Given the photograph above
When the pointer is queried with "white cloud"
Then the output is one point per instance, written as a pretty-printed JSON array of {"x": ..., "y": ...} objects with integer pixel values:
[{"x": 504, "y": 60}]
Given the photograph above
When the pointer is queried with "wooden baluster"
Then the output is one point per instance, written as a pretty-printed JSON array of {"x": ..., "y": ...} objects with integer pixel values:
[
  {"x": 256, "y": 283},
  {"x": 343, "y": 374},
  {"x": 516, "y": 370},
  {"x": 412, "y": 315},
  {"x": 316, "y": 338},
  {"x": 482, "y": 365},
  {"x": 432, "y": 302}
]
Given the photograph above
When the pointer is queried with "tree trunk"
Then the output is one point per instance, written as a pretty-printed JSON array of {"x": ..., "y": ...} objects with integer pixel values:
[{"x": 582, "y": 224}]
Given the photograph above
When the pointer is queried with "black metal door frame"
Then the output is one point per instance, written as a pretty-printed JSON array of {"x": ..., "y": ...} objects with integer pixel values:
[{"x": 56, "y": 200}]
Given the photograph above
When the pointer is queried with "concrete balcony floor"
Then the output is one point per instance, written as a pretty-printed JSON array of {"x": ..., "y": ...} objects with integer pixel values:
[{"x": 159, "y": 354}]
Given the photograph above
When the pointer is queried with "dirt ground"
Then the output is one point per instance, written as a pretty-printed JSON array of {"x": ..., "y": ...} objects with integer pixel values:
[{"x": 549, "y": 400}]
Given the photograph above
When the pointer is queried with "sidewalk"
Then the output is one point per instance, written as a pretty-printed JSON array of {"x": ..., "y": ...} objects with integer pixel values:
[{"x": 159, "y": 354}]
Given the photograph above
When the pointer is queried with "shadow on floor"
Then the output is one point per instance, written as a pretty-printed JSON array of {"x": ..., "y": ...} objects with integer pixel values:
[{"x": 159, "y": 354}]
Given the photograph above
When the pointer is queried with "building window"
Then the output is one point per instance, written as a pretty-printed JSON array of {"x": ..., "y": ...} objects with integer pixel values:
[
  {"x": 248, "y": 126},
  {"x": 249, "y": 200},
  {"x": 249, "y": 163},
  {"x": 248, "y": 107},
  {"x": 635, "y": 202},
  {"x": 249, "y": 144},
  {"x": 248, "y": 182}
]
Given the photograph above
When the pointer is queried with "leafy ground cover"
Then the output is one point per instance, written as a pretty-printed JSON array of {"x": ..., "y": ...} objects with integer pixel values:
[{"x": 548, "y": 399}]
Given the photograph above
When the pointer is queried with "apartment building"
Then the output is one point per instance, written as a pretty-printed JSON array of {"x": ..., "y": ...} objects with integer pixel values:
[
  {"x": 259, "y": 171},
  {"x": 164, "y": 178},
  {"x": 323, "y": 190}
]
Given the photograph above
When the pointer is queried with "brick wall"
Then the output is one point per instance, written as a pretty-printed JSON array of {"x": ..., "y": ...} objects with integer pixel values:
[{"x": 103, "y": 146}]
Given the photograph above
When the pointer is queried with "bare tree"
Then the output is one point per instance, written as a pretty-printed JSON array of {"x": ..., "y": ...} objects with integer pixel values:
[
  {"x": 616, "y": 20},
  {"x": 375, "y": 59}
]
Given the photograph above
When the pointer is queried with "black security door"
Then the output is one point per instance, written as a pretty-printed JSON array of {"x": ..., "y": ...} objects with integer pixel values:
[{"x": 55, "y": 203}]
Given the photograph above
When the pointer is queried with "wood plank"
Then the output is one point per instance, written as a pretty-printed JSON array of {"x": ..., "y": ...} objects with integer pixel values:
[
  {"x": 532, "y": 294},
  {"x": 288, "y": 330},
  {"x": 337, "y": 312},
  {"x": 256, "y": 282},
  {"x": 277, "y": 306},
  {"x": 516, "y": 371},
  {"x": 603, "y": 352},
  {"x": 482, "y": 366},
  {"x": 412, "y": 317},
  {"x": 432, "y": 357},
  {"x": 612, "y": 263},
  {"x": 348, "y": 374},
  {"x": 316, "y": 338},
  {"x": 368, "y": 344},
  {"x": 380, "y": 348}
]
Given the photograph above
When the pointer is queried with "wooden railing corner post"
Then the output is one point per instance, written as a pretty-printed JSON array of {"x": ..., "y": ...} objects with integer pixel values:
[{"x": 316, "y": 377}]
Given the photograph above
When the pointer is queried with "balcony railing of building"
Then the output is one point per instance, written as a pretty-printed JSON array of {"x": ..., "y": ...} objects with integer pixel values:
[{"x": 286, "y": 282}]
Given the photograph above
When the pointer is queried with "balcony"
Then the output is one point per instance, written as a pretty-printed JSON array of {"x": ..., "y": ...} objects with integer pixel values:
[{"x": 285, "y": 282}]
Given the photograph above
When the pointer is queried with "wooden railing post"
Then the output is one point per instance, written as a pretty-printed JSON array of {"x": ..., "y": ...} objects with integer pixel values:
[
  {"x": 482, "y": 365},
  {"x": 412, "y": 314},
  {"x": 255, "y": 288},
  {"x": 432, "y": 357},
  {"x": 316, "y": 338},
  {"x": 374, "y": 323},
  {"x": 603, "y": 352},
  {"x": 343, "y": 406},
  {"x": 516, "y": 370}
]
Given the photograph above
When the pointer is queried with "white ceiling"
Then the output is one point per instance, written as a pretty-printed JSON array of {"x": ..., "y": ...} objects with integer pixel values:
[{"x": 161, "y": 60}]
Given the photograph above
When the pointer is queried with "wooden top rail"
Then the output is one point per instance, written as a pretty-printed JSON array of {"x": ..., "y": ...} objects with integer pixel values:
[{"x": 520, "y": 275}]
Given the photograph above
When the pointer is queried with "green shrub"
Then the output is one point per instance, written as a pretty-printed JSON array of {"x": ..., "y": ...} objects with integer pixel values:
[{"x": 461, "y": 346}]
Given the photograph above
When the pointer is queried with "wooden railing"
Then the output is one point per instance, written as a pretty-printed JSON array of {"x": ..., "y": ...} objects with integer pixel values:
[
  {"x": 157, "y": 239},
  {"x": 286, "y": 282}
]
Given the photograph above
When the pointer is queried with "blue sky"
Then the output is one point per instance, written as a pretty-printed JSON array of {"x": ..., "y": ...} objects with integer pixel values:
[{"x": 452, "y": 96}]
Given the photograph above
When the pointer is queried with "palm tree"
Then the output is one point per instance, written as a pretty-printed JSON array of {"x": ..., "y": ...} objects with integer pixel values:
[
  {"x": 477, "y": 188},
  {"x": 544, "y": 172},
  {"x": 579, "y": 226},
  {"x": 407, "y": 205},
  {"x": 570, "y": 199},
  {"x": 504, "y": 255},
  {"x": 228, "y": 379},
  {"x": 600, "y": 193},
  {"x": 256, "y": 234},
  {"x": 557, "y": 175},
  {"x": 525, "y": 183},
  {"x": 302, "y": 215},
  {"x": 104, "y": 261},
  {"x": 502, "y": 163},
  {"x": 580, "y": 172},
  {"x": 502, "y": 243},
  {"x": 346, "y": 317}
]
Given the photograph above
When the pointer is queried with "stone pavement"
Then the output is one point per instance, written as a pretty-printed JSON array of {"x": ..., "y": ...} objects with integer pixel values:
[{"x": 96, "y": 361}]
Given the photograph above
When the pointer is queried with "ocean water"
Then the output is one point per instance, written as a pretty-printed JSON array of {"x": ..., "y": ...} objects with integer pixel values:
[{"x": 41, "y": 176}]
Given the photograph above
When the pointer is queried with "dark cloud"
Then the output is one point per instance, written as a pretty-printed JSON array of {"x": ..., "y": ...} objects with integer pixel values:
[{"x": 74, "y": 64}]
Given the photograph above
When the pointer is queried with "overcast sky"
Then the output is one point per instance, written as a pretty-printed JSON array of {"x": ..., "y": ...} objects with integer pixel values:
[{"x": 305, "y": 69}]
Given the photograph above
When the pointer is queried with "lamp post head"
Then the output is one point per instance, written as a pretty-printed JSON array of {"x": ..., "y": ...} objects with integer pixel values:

# [Aim]
State how many lines in the records above contain the word "railing", and give only that number.

# [Right answer]
4